- [PROBLEMA PROPOSTO]
Encontre nos itens abaixo todas as linhas que contêm a palavra “curly” e copie-as. Diferencie maiúsculas de minúsculas.

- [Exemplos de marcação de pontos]

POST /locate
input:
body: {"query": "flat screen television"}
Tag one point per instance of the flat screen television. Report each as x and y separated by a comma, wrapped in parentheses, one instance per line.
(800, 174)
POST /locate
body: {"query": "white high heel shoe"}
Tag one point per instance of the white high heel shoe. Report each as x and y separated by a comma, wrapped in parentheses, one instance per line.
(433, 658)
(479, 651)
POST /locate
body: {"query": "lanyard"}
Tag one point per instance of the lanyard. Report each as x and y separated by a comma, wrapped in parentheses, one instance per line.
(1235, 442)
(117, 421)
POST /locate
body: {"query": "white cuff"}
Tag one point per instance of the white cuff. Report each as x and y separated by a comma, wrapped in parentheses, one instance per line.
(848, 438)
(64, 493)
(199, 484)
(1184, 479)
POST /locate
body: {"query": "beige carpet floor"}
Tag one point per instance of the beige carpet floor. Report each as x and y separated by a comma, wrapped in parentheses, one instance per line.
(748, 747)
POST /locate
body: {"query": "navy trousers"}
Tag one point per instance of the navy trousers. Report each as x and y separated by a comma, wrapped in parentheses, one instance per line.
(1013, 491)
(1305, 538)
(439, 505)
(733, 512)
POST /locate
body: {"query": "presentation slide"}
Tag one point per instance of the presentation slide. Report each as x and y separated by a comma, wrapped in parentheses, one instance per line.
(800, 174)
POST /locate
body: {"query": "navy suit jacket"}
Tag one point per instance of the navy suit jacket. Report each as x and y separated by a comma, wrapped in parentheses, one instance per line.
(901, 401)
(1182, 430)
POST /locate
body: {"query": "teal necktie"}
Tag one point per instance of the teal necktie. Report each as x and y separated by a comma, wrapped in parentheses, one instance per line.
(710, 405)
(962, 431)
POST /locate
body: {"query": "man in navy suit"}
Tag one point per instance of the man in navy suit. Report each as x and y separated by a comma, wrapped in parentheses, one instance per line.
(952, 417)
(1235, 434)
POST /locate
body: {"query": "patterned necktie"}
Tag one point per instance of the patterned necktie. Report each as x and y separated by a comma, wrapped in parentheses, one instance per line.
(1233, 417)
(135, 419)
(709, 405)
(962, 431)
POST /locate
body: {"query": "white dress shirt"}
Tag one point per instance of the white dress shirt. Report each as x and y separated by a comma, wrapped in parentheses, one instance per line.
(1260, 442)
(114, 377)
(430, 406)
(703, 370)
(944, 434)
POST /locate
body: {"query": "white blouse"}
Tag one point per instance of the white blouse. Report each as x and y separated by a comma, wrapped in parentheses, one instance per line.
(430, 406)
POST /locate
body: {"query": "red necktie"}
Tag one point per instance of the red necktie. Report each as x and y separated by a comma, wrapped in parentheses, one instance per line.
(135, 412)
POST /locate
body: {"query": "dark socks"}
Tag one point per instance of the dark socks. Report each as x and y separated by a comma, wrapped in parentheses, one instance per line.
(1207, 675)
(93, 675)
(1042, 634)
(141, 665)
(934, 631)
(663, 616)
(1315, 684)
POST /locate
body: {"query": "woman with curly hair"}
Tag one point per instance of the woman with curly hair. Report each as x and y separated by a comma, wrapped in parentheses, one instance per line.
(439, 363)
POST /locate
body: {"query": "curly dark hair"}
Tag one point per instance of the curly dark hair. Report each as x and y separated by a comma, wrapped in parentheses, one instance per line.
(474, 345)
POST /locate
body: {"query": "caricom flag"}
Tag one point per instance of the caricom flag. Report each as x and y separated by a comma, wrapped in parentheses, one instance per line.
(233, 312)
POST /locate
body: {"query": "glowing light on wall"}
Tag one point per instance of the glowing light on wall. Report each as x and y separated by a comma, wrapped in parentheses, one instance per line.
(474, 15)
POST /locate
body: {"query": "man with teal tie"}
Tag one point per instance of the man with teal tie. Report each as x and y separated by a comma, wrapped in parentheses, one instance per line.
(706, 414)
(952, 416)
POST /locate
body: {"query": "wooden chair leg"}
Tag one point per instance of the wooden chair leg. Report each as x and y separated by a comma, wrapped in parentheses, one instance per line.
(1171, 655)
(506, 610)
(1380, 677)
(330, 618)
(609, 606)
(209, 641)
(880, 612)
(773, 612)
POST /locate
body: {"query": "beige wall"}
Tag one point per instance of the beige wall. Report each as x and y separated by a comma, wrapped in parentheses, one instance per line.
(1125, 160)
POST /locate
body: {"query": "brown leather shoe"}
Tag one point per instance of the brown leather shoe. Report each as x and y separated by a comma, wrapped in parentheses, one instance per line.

- [SOLUÇÃO DO EXERCÍCIO]
body: {"query": "woman with curly hair"}
Tag one point per instance of the woman with curly hair. Report each as x and y separated by a comma, wrapped in parentheses, one instance per line.
body: {"query": "curly dark hair"}
Tag one point per instance of the curly dark hair. Report each as x and y separated by a comma, wrapped in parentheses, one instance per line.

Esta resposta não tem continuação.